_TRY IT_. Translate this sentence from the Q&A about RSi's Ansa into Spanish: "Shopper marketers’ biggest challenge is to connect their online campaigns to in-store results."
EXTRACT PROVIDED Start Marker
Partner Spotlight: Q&A with RSi’s Ansa

Question 1: How long have you been at RSi and what is your role?
For the past three years, I have been responsible for creating and scaling Ansa, a web-based solution from RSi – Retail Solutions, Inc., that has enabled over 75 of the world’s largest CPG companies and their agencies to build, measure and maximize the performance of their shopper marketing campaigns running in support of the nation’s leading retailers. I am responsible for all aspects of business development, partner and agency relationships and the overall revenue growth of Ansa.

Question 2: How does RSi help solve marketer challenges?
Shopper marketers’ biggest challenge is to connect their online campaigns to in-store results. RSi’s Ansa solution provides the intelligence they need, based on daily, store-level POS-data from the largest US retailers in order to plan, target, and measure the impact of their shopper marketing campaigns. Retail Solutions Inc. has partnered with the leading ad networks in Shopper Marketing, such as Blis, to make Ansa’s automated analytics available for the world’s largest CPG companies and their agencies. To measure and maximize their digital ad campaigns, all they need to do is ask for Ansa inside their next campaign.

Question 3: What benefits does the partnership with Blis bring to buyers as well as the adtech ecosystem?
With RSi’s Ansa solution, building, dynamically optimizing, and reviewing attribution measures for every digital ad campaign has never been so simple. Here is how it works:
1. STORE-LEVEL TARGETING: automatically get from Ansa your store targeting data as store addresses, lat/longs or by Ansa Digital ZIPs to identify stores with the greatest sales potential prior to launching hyper-local media.
2. IN-FLIGHT OPTIMIZATION: see in real-time how sales are trending in your targeted stores vs. a 52-week historical average, and get access to dynamic optimization lists that can guide budget reallocation.
3. MEASUREMENT & INSIGHTS: get access via the online portal to end of campaign analysis just days after the media campaign is over. Visualizations give you a standardized set of analytics, such as sales lift, incremental dollars and units, confidence level, weekly lift, characteristics of high performing stores, etc. Prove and improve your media to help you fine-tune strategies for your future campaigns.

Question 4: What are use cases for the Blis + RSi partnership? (Please provide a few examples from different verticals).
If you are a shopper marketer, maximizing your budgets, understanding performance of your marketing tactics and generating key learnings from those marketing tactics are tasks that are essential to your business.

Running a digital marketing campaign with Blis, and Ansa’s daily, store-level sales intelligence helps make that extremely for the CPG community and shopper marketers specifically.

For existing products, Blis campaigns using Ansa targeting can reach a targeting efficiency of 2:1 vs. campaigns that do not use Ansa store-level targeting thereby ensuring that every dollar is spent driving sales to your most important retailer locations.
EXTRACT PROVIDED End Marker
SUPPLIED INFORMATION Start Marker
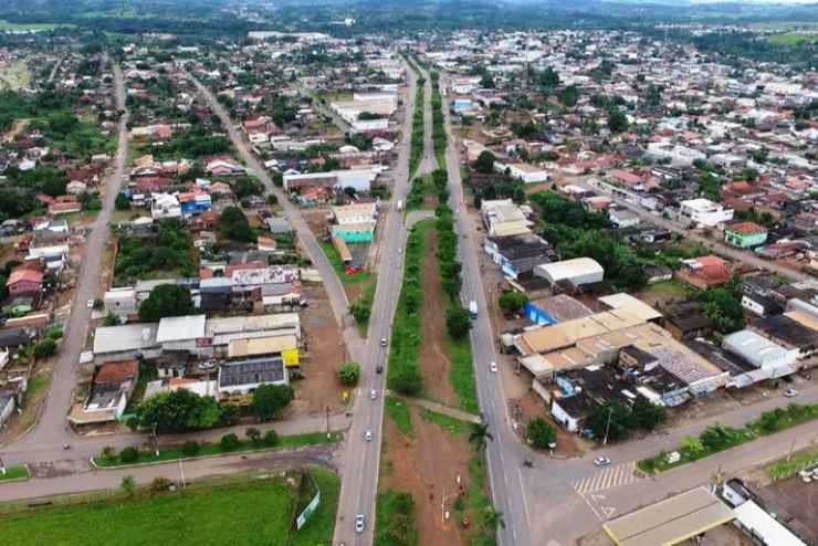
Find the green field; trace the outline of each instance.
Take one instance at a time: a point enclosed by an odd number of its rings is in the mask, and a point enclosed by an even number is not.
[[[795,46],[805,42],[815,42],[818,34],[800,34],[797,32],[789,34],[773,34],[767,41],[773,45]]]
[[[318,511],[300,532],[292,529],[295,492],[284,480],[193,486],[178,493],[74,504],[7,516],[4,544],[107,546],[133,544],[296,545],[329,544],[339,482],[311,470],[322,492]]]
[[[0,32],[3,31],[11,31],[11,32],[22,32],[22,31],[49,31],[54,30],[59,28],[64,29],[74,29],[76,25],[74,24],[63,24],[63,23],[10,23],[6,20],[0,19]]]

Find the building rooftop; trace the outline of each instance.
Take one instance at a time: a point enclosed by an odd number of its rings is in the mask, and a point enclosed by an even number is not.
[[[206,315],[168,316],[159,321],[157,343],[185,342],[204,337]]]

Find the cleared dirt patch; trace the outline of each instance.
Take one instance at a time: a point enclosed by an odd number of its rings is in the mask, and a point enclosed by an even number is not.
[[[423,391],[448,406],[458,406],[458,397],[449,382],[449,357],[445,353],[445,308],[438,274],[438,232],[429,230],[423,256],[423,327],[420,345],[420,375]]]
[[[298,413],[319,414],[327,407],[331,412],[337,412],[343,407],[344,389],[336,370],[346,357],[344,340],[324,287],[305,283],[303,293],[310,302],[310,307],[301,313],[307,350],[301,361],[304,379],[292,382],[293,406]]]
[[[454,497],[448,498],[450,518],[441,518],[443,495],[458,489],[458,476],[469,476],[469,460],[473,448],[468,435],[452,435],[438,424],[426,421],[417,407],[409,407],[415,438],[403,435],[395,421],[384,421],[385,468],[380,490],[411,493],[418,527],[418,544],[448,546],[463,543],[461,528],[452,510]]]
SUPPLIED INFORMATION End Marker
_SOLUTION TO THIS TASK_. El mayor desafío de los especialistas en shopper marketing es conectar sus campañas en línea con los resultados en tienda.